Please rewrite every line of the material below, requests included, shifting each pixel coordinate in the answers by -16. Omit the pictures from your version.

> [Entries from a dataset]:

= = = =

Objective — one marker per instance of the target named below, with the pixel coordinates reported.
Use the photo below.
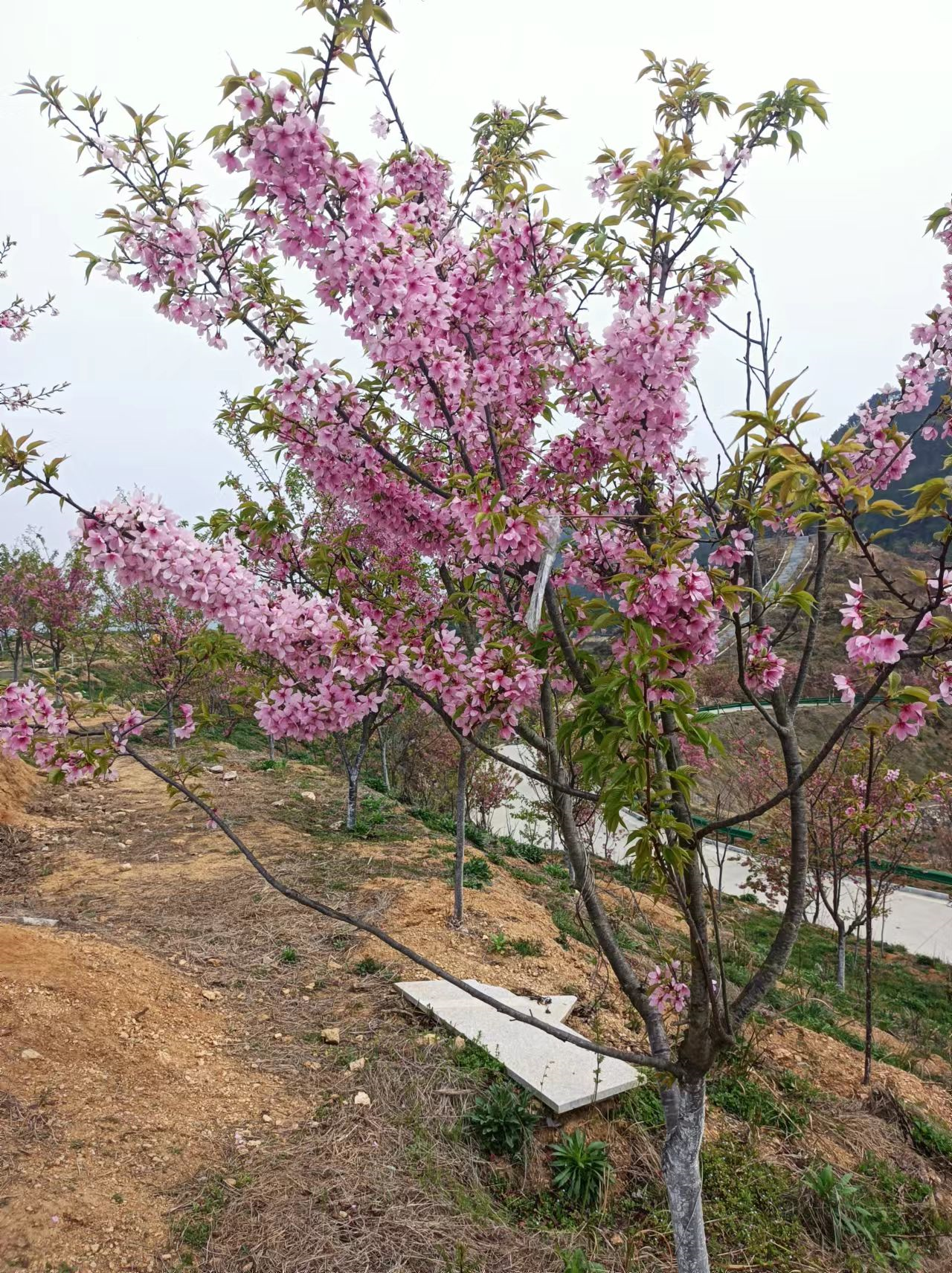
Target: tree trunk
(385, 770)
(868, 1048)
(840, 956)
(681, 1169)
(460, 838)
(353, 776)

= = = =

> [CORRECT OUTPUT]:
Objective — one marker per instance of the target named below, with the pixel coordinates reported.
Use the photo below.
Target: tree trunk
(369, 754)
(852, 1032)
(824, 940)
(665, 1153)
(444, 822)
(337, 760)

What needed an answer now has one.